TEXTE —
↓
Dans son dernier roman, Jean Teulé place dans la bouche de Louis XIV ces mots, prononcés à l’encontre du mari récalcitrant de La Montespan, sa maîtresse : « Eh bien quoi ! Je baise sa femme, que lui faut-il de plus ! » L’impolitesse caractérisée – voire la vulgarité – a souvent fait bon ménage avec le pouvoir et l’argent. On objectera que l’expression « jurer comme un charretier » infirme ce propos. Or, il n’en est rien puisqu’on ne parle pas de la même chose sauf à confondre, semble-t-il, colère et impolitesse… Et d’abord qu’entend-t-on par « politesse », ce mot dont l’origine est italienne et sur lequel le Grand Robert nous apprend qu’il désigne le « caractère de ce qui est propre et net » ? On peut s’en tenir à Balzac pour qui « la vraie politesse consiste à s’oublier réellement » (Le Lys dans la vallée) … La politesse comme dignité de soi et non comme aplatissement devant l’autre… De la sorte, lorsque sortant de l’eau, j’ai entendu cette dame âgée sur cette plage du mois d’aout déclarer le plus naturellement du monde dans une conversation : « la politesse, c’est la noblesse des pauvres », il m’est repassé en mémoire le souvenir de mille petites ou grosses impolitesses subies. À commencer par ce spectacle maintenant quotidien de jets de détritus par terre, en toutes occasions, dans la rue, sur les routes, par la portière de sa voiture, montrant par là qu’on est un parfait « exemplaire » de l’homo-consommateur, le nec plus ultra d’une régression certaine : être dédié à la consommation pour la consommation, être injection-déjection… Et là, sous le soleil exactement, avisant la petite dame âgée prête au bain, me sont aussi revenues les sempiternelles épreuves de force des transports en commun : et je te passe devant, et je crache conséquemment un truc à faire vomir un wagon entier, et je m’assois jambes bien écartées car l’autre n’a qu’à aller se tasser ailleurs ! Carrément, pour cette dernière avanie, dans l’esprit de ces trop nombreux conductrices et conducteurs de ces si ridicules jouets appelés « 4x4 », véhicules du plus mauvais goût et qui polluent tant, esprit dont la devise «  j’emmerde le monde et j’en suis fier » résume si bien, si j’ose dire, l’essence.
↑
EXERCICES —
**1.** Résumez le texte sur la politesse en deux phrases.
**2.** D'après le texte sur la politesse, de quelle langue vient le mot « politesse » ?
**3.** Dans le texte sur la politesse, pourquoi l'expression « jurer comme un charretier » n'infirme-t-elle pas l'idée que l'impolitesse a fait bon ménage avec le pouvoir et l'argent ?

DONNÉES PRÉSENTÉES —
↓
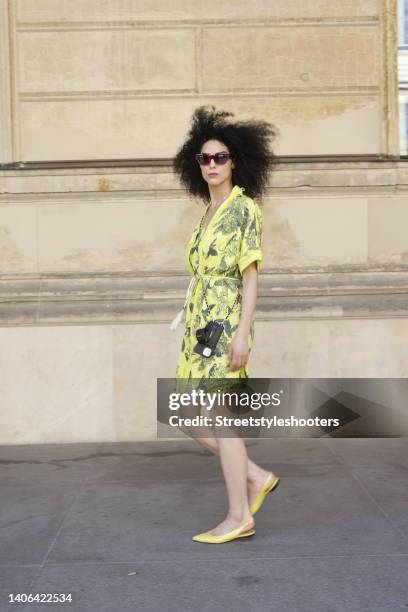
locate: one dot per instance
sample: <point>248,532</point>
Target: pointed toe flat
<point>241,532</point>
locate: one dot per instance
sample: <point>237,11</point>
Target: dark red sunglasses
<point>204,159</point>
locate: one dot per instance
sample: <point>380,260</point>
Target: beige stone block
<point>291,58</point>
<point>387,229</point>
<point>142,353</point>
<point>177,10</point>
<point>314,231</point>
<point>121,236</point>
<point>56,385</point>
<point>336,348</point>
<point>18,239</point>
<point>116,60</point>
<point>109,129</point>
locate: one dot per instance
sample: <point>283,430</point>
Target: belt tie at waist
<point>177,319</point>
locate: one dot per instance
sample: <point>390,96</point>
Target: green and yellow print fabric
<point>229,243</point>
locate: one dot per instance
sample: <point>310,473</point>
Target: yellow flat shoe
<point>269,486</point>
<point>209,538</point>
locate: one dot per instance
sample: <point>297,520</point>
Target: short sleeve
<point>251,242</point>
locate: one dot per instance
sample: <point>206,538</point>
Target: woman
<point>219,161</point>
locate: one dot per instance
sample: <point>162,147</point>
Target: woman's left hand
<point>238,352</point>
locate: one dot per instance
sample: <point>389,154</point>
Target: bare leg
<point>256,476</point>
<point>234,462</point>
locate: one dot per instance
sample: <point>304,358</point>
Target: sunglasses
<point>204,159</point>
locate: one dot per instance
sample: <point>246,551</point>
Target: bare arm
<point>238,350</point>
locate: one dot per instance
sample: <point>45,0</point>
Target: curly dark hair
<point>248,140</point>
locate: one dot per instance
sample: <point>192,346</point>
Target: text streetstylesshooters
<point>292,421</point>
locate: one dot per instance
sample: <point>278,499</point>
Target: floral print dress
<point>216,257</point>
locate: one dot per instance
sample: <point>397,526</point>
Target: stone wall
<point>91,255</point>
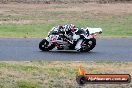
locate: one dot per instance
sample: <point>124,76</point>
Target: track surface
<point>119,49</point>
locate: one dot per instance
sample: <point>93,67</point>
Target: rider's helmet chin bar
<point>83,78</point>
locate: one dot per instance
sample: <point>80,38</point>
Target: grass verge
<point>57,74</point>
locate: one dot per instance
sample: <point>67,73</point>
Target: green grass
<point>56,74</point>
<point>112,27</point>
<point>43,19</point>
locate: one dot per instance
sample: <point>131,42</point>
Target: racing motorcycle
<point>82,40</point>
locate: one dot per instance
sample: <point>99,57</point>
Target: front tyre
<point>43,45</point>
<point>92,43</point>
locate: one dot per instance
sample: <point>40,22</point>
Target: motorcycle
<point>82,40</point>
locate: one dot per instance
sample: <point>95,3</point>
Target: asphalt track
<point>117,49</point>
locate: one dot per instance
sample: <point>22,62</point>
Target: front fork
<point>79,45</point>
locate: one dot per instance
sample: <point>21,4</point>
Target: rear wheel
<point>91,43</point>
<point>43,45</point>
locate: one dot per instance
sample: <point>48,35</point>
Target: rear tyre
<point>43,45</point>
<point>92,43</point>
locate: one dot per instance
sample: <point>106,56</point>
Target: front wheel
<point>92,43</point>
<point>43,45</point>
↑
CORRIGÉS —
**1.** L'auteur observe que l'impolitesse, voire la vulgarité, a souvent fait bon ménage avec le pouvoir et l'argent, et retient la définition de Balzac : « la vraie politesse consiste à s'oublier réellement ». Une phrase entendue sur une plage en août, « la politesse, c'est la noblesse des pauvres », lui remet en mémoire des impolitesses subies : les détritus jetés par terre, les comportements dans les transports en commun et l'esprit des conducteurs de 4x4.

**2.** Il vient de l'italien.

**3.** Cette expression ne désigne pas la même chose. Y voir une objection reviendrait à confondre colère et impolitesse.